(What this task involves) Those lines of the following listing which contain the string "track" should be returned.
[Opening Dataset records section]
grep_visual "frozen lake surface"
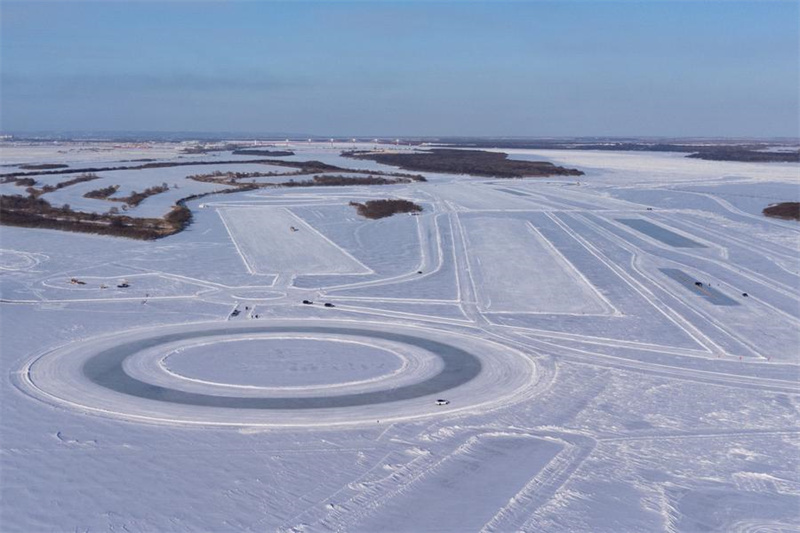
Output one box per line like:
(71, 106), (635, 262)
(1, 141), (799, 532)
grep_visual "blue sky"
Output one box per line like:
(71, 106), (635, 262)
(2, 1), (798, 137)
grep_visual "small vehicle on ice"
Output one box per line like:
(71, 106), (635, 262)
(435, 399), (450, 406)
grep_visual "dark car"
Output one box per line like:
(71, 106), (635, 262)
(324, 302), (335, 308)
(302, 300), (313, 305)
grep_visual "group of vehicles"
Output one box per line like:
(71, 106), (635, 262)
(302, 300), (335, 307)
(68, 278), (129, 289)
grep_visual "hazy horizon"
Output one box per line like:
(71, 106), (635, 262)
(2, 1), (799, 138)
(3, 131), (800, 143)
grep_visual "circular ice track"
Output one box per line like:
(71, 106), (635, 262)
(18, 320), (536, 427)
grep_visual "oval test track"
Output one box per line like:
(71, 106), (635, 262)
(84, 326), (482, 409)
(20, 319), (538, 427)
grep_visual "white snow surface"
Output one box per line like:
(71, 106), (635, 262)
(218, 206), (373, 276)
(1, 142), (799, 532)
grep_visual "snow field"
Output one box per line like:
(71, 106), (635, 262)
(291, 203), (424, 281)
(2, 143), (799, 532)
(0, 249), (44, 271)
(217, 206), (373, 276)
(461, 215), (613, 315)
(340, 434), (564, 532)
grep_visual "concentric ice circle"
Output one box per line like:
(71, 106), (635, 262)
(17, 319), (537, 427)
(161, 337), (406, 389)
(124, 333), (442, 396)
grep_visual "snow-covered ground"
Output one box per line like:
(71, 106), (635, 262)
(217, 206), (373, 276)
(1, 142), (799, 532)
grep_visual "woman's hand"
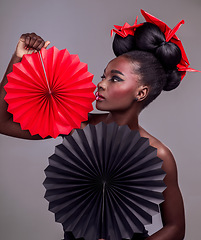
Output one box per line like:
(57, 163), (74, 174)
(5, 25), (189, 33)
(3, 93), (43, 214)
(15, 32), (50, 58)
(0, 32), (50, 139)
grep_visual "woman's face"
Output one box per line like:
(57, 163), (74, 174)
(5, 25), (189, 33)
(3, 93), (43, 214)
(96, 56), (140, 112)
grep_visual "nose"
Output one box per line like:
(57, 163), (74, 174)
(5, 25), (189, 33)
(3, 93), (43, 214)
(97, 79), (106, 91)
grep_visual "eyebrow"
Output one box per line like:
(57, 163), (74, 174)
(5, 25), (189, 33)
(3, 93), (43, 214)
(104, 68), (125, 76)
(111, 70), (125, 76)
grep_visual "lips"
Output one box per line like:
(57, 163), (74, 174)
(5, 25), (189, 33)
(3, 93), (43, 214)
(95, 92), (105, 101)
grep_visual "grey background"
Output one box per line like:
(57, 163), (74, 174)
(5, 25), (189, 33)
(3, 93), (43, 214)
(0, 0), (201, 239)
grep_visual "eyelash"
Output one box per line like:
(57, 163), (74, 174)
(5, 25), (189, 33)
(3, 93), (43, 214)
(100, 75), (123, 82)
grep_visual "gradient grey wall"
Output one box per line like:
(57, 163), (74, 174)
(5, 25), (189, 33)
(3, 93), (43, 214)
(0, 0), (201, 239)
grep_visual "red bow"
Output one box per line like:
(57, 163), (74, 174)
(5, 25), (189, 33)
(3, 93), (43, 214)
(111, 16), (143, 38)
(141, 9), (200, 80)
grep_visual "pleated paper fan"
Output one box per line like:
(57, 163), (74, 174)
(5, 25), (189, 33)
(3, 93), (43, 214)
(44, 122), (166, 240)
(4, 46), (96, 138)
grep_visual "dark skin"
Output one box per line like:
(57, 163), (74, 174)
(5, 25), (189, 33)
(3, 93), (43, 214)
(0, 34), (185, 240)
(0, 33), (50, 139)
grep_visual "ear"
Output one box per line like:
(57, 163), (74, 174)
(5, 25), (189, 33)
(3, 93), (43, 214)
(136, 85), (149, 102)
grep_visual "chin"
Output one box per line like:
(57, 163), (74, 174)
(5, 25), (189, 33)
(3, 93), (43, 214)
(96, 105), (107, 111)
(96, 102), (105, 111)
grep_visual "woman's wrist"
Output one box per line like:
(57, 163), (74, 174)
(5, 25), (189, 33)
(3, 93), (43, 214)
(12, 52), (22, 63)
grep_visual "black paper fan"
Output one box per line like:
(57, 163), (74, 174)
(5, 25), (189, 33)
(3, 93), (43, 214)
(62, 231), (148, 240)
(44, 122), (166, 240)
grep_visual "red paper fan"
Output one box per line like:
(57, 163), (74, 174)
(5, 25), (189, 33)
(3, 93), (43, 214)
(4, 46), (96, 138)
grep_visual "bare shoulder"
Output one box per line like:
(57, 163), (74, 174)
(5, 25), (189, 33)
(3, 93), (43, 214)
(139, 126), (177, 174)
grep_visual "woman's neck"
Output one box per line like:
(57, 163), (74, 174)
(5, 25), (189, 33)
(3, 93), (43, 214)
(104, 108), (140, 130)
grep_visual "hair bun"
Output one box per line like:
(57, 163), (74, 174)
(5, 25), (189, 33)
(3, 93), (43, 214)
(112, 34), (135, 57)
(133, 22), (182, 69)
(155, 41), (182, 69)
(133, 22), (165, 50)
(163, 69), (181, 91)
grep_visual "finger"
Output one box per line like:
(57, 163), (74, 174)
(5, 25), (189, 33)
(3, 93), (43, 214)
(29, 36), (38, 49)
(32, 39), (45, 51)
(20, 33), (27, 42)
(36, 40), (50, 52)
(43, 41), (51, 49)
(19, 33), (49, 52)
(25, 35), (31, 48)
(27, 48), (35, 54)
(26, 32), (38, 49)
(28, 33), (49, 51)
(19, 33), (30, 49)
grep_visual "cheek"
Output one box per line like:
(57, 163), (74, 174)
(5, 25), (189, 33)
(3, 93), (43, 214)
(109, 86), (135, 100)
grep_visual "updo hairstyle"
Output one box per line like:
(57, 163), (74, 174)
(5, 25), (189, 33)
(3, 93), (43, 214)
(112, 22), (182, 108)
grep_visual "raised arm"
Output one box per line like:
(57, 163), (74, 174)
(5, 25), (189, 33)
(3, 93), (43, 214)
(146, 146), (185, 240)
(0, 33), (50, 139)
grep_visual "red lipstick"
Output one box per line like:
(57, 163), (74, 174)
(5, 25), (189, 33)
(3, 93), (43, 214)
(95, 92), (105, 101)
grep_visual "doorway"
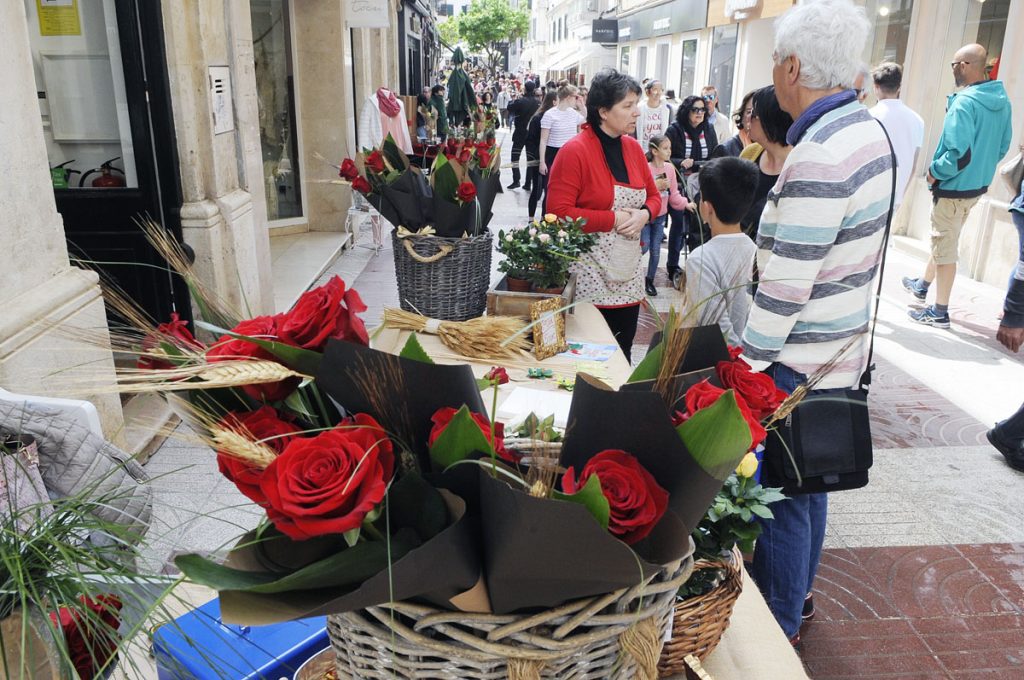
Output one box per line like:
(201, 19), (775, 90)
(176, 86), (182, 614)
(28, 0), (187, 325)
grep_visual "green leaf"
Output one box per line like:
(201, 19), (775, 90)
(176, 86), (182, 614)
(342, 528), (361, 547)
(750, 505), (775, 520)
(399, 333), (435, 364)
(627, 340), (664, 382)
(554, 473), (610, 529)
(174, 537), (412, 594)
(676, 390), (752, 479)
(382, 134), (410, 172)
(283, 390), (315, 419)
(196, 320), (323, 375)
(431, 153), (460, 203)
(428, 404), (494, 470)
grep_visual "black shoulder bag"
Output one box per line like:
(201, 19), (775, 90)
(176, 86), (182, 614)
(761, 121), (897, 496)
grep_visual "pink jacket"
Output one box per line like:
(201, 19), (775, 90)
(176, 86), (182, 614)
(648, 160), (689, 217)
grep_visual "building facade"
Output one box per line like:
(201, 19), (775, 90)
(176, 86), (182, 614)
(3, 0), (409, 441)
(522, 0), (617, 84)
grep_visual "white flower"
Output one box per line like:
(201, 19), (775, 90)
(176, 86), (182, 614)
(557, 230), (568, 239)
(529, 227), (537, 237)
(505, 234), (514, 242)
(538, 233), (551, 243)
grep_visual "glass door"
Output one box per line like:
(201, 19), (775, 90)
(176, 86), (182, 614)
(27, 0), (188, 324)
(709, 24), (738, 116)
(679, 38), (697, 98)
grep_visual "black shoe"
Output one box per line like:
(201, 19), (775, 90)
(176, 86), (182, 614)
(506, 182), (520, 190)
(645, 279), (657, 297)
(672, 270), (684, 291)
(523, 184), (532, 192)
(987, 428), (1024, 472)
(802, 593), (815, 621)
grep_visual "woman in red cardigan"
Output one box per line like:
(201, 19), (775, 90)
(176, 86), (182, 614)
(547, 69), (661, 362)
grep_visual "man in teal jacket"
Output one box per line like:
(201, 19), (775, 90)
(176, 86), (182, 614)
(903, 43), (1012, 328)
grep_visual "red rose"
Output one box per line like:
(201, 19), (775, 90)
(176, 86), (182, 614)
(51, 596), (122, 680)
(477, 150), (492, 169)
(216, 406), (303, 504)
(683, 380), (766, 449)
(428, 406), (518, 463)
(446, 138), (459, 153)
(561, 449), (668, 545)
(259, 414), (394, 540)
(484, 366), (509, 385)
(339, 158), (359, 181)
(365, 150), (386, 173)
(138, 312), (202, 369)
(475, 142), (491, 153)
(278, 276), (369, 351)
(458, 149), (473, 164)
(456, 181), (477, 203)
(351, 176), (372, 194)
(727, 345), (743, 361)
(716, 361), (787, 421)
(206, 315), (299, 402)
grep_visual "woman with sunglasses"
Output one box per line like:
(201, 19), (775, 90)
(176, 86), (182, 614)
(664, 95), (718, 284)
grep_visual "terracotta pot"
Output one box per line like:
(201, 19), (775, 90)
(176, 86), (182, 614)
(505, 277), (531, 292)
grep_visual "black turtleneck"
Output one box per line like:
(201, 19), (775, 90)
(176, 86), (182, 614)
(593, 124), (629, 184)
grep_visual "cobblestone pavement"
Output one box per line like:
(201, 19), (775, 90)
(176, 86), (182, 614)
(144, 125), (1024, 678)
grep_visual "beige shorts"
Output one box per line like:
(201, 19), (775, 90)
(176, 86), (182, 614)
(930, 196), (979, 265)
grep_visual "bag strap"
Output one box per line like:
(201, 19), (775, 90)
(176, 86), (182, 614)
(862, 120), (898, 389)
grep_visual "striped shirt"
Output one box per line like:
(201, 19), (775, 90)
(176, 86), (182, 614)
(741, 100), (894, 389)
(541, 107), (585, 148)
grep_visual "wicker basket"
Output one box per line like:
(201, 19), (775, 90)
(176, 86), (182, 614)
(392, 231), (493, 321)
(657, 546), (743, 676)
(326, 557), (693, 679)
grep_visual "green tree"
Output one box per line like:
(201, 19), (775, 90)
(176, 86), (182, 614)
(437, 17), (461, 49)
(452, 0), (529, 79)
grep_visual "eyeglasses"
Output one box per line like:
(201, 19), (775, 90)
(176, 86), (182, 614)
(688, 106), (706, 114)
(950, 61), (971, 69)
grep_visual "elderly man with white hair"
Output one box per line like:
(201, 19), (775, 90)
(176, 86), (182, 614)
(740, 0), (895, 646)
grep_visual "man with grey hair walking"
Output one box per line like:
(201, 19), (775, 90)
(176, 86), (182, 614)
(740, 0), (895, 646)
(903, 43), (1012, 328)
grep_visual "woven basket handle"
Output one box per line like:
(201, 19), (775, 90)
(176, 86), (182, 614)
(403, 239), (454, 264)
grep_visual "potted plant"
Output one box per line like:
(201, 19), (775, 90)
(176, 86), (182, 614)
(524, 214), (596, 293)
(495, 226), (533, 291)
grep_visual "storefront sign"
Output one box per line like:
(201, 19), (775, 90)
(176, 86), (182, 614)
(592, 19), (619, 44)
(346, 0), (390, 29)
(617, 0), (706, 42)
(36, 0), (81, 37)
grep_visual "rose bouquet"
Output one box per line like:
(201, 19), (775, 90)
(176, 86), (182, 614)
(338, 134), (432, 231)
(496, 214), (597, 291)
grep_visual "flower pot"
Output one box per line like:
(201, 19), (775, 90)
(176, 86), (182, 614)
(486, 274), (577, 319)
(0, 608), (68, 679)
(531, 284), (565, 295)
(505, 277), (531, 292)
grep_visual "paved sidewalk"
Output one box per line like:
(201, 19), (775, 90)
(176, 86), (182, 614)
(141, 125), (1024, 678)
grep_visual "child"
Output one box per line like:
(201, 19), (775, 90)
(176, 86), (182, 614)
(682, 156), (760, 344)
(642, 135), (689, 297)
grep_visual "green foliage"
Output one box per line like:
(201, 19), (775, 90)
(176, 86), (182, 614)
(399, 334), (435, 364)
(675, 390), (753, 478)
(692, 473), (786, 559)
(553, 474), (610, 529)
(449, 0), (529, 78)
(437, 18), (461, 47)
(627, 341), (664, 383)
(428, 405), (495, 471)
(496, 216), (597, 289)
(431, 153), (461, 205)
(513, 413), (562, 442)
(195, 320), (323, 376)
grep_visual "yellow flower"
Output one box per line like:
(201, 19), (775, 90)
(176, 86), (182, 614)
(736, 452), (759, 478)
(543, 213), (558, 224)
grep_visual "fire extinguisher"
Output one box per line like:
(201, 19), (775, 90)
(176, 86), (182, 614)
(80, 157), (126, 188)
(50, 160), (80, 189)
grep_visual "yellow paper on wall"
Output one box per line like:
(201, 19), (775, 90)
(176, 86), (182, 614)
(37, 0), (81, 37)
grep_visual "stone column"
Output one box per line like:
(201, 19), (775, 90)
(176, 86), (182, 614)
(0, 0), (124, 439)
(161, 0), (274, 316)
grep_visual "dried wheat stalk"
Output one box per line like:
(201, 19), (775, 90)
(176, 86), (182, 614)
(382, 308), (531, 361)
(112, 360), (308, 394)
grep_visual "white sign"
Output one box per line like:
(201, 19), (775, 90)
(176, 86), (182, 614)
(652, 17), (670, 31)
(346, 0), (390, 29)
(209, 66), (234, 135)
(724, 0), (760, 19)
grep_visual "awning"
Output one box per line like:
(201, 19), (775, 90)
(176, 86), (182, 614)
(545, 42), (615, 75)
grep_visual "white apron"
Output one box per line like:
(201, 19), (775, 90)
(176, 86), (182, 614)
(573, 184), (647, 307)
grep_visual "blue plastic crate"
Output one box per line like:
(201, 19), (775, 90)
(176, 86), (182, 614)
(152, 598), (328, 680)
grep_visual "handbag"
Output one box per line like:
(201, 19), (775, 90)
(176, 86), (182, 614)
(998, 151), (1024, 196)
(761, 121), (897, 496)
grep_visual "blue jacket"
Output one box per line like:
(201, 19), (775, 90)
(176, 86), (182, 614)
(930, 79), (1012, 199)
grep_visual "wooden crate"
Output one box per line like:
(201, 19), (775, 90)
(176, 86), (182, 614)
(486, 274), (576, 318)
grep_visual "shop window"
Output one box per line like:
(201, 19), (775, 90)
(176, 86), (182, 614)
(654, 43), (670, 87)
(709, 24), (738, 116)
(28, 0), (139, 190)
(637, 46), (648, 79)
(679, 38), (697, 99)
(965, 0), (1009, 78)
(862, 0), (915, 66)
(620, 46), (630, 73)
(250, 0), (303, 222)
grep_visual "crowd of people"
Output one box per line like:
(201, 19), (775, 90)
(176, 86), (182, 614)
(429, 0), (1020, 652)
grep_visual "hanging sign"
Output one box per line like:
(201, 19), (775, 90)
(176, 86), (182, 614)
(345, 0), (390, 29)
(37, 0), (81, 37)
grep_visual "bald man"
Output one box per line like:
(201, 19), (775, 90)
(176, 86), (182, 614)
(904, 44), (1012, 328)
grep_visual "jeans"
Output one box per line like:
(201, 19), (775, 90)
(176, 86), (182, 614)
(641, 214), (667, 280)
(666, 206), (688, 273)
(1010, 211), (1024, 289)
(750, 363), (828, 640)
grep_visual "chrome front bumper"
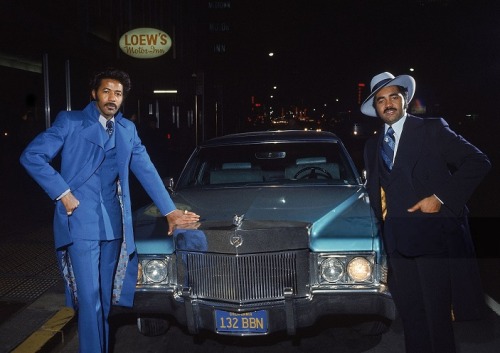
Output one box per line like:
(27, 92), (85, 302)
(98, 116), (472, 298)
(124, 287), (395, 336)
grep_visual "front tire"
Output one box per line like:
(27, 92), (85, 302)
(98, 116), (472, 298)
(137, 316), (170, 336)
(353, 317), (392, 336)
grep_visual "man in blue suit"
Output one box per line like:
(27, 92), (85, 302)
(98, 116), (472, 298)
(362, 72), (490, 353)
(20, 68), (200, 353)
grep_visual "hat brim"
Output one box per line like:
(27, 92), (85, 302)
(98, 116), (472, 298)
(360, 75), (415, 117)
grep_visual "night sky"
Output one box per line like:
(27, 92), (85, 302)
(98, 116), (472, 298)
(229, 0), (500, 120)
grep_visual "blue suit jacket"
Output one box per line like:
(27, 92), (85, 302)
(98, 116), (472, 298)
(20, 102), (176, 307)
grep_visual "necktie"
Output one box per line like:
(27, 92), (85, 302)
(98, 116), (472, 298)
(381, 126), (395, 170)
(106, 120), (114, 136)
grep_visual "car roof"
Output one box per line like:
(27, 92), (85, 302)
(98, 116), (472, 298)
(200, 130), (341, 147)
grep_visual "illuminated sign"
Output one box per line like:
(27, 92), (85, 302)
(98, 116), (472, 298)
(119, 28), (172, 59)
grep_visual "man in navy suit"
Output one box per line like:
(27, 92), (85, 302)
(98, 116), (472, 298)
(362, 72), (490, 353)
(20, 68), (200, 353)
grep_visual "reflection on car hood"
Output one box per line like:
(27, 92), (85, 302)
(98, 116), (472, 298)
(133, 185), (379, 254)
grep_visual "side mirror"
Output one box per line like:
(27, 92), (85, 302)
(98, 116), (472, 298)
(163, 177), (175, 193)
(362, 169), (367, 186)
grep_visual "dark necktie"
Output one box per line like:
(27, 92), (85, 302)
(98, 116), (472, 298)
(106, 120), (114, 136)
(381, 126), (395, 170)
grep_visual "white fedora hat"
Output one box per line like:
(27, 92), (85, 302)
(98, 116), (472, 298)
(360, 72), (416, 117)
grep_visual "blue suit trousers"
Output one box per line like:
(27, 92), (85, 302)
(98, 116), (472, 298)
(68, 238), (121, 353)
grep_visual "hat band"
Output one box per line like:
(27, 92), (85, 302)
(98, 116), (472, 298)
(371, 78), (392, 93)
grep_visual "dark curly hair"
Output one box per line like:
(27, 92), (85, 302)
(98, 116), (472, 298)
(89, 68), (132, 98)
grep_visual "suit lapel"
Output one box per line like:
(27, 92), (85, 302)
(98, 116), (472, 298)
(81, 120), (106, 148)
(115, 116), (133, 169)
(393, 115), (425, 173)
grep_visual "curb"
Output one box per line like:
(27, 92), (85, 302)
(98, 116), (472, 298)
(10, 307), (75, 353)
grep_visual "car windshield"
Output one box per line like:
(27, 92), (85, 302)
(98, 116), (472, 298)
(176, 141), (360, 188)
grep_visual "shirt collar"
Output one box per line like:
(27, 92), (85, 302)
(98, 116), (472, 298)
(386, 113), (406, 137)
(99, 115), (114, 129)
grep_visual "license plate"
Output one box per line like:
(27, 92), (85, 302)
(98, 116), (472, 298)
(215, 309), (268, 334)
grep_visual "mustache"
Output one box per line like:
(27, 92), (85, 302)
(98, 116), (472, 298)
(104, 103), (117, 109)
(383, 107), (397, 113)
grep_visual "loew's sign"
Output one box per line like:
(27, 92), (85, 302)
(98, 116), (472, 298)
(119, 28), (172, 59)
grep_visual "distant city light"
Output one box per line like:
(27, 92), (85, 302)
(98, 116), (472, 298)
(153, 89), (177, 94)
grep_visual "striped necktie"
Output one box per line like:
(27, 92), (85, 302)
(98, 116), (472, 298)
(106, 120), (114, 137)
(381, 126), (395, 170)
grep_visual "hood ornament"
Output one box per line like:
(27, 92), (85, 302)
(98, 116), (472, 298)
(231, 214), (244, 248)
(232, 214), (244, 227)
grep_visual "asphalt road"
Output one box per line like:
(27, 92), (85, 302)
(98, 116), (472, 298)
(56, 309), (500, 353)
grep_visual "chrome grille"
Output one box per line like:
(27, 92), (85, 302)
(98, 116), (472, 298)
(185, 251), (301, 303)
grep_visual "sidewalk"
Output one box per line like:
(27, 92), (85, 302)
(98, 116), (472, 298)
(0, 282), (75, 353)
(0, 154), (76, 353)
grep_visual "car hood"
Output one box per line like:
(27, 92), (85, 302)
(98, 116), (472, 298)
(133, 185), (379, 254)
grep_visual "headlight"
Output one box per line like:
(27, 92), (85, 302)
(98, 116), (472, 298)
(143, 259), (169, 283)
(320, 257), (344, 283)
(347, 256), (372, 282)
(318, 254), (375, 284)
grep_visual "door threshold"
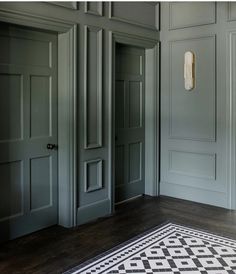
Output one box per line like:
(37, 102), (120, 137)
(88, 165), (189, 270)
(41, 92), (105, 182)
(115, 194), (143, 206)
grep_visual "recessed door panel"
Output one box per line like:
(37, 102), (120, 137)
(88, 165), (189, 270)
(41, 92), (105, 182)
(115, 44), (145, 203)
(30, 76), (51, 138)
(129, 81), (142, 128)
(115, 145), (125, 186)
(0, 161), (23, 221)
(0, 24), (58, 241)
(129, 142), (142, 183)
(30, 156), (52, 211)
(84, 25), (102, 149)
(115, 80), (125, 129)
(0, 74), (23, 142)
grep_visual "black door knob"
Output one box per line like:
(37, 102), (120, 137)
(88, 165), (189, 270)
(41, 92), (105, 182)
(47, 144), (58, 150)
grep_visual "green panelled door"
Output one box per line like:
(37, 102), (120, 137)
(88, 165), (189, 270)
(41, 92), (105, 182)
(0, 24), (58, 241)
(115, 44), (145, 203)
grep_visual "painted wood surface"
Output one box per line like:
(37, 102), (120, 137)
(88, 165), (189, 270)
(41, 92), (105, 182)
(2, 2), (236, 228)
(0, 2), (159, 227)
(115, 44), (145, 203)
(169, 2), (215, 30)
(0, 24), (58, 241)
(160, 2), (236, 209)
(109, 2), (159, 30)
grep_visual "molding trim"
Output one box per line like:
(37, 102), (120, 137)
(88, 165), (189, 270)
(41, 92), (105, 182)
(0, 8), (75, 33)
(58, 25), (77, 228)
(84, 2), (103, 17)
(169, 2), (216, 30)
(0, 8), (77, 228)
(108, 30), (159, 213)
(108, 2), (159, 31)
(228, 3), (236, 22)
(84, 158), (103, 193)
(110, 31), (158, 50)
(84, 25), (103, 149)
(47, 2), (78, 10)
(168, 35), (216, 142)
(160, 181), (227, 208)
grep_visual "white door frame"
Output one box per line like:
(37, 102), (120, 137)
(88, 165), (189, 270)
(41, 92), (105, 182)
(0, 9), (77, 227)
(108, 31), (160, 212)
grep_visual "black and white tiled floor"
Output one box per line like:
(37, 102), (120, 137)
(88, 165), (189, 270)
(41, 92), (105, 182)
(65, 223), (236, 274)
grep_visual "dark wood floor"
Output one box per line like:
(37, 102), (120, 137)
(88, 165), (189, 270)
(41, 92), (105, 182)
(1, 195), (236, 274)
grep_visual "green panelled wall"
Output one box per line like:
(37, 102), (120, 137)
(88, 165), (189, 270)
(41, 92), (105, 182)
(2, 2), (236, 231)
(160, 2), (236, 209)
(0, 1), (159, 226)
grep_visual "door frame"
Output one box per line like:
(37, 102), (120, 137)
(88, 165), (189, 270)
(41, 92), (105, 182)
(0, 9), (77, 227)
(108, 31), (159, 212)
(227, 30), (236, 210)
[Closing Dataset records section]
(Exercise output)
grep_visual "circular ice track"
grep_visual "oval test track"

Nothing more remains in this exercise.